**Action item:**
Reproduce the listing below in its entirety. Change nothing.

____ The records

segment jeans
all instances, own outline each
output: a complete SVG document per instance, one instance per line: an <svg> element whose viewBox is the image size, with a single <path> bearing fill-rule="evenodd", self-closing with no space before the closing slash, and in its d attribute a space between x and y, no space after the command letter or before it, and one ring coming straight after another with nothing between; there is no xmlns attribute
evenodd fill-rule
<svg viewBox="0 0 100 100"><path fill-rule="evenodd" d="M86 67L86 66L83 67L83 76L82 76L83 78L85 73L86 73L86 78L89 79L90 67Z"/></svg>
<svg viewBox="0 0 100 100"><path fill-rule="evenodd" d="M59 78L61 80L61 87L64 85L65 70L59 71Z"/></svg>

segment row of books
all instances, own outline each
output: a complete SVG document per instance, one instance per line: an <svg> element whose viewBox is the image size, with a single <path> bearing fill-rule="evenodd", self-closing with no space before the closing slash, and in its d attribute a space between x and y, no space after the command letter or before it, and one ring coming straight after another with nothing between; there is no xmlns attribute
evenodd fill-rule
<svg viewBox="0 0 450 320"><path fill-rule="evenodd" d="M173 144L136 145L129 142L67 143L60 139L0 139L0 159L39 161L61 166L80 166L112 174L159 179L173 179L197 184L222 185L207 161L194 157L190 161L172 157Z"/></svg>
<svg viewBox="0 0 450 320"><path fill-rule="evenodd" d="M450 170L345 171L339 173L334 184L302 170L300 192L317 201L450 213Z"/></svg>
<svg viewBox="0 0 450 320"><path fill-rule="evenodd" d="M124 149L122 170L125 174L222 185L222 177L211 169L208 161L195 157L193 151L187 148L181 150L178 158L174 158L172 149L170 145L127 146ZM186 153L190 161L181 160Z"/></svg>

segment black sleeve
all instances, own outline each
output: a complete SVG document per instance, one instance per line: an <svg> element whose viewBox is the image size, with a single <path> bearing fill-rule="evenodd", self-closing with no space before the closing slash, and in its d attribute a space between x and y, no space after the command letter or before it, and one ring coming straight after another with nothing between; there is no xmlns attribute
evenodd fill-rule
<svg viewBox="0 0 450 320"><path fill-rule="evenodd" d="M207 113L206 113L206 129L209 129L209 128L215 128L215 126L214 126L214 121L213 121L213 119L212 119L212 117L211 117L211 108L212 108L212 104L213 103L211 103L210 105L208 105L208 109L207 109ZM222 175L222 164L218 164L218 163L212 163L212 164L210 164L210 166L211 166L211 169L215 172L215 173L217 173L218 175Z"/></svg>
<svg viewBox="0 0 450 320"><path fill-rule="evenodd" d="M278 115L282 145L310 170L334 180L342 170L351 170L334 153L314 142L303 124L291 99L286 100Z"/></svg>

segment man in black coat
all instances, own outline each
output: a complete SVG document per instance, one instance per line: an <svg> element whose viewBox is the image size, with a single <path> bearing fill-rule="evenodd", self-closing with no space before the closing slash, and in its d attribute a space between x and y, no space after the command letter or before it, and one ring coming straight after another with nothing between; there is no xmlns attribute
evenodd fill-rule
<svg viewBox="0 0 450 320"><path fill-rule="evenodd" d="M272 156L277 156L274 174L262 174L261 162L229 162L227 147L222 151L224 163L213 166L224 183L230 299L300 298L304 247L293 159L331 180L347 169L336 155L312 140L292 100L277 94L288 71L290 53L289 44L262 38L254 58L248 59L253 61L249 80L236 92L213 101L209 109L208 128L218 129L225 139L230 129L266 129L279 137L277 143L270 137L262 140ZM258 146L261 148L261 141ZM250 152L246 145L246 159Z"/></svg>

________

**Reply:**
segment jeans
all instances, own outline each
output: a complete SVG document per instance, one instance per line: an <svg> element whose viewBox is the image size, with a single <path> bearing fill-rule="evenodd", self-closing with no space before the closing slash, and in its d attribute a space between x and y, no space after the command letter or before it, and one ring coming straight after another with nothing between; there is no xmlns attribute
evenodd fill-rule
<svg viewBox="0 0 100 100"><path fill-rule="evenodd" d="M86 67L86 66L83 67L83 76L82 76L83 78L85 73L86 73L86 78L89 79L90 67Z"/></svg>
<svg viewBox="0 0 100 100"><path fill-rule="evenodd" d="M59 78L61 80L61 87L64 85L65 70L59 71Z"/></svg>

segment row of books
all instances, own outline each
output: a complete SVG document per instance, one instance per line: an <svg> element whose viewBox is the image size, with a single <path> bearing fill-rule="evenodd", self-closing with no space before the closing slash, and in its d attribute a space between x and y, no space after the command letter or before it, and one ring coming straight after another with nothing between; there is no xmlns attribute
evenodd fill-rule
<svg viewBox="0 0 450 320"><path fill-rule="evenodd" d="M173 144L136 145L129 142L67 143L60 139L0 139L0 159L39 161L61 166L80 166L112 174L159 179L173 179L197 184L222 185L207 161L194 157L190 161L172 157Z"/></svg>
<svg viewBox="0 0 450 320"><path fill-rule="evenodd" d="M450 170L345 171L339 173L334 184L302 170L300 192L317 201L450 213Z"/></svg>
<svg viewBox="0 0 450 320"><path fill-rule="evenodd" d="M124 149L122 170L125 174L222 185L222 177L211 169L208 161L195 157L193 151L187 148L181 150L178 158L174 158L172 149L170 145L127 146ZM186 153L190 161L181 160Z"/></svg>

segment black sleeve
all instances, own outline each
output: a complete SVG document per instance, one instance per line: an <svg> element whose viewBox is the image size, with a single <path> bearing fill-rule="evenodd", self-closing with no space before the closing slash, and in its d attribute a space between x and y, no space after the command letter or before it, and one ring coming straight after another with nothing between; there is no xmlns attribute
evenodd fill-rule
<svg viewBox="0 0 450 320"><path fill-rule="evenodd" d="M207 113L206 113L206 129L209 129L209 128L215 128L215 126L214 126L214 121L213 121L213 119L212 119L212 117L211 117L211 108L212 108L212 104L213 103L211 103L210 105L208 105L208 109L207 109ZM222 175L222 164L218 164L218 163L212 163L212 164L210 164L210 166L211 166L211 169L215 172L215 173L217 173L218 175Z"/></svg>
<svg viewBox="0 0 450 320"><path fill-rule="evenodd" d="M278 115L282 145L310 170L334 180L342 170L351 170L334 153L314 142L303 124L291 99L286 100Z"/></svg>

segment man in black coat
all instances, own outline each
output: a complete SVG document per instance, one instance per line: an <svg> element whose viewBox is the image size, with a single <path> bearing fill-rule="evenodd", self-closing with no space before the closing slash, and in its d attribute a space between x and y, no space after the command letter or before it, and one ring coming straight after another with nothing between; there is no xmlns attribute
evenodd fill-rule
<svg viewBox="0 0 450 320"><path fill-rule="evenodd" d="M272 156L277 156L274 174L262 174L261 162L229 162L227 147L222 151L224 163L213 166L224 183L230 299L300 298L304 247L293 159L331 180L347 169L336 155L312 140L292 100L277 94L288 71L290 53L289 44L262 38L254 58L248 59L253 61L249 80L236 92L213 101L209 109L208 128L218 129L225 139L230 129L266 129L279 137L277 143L270 137L262 140ZM258 146L261 148L261 141ZM250 152L246 145L246 159Z"/></svg>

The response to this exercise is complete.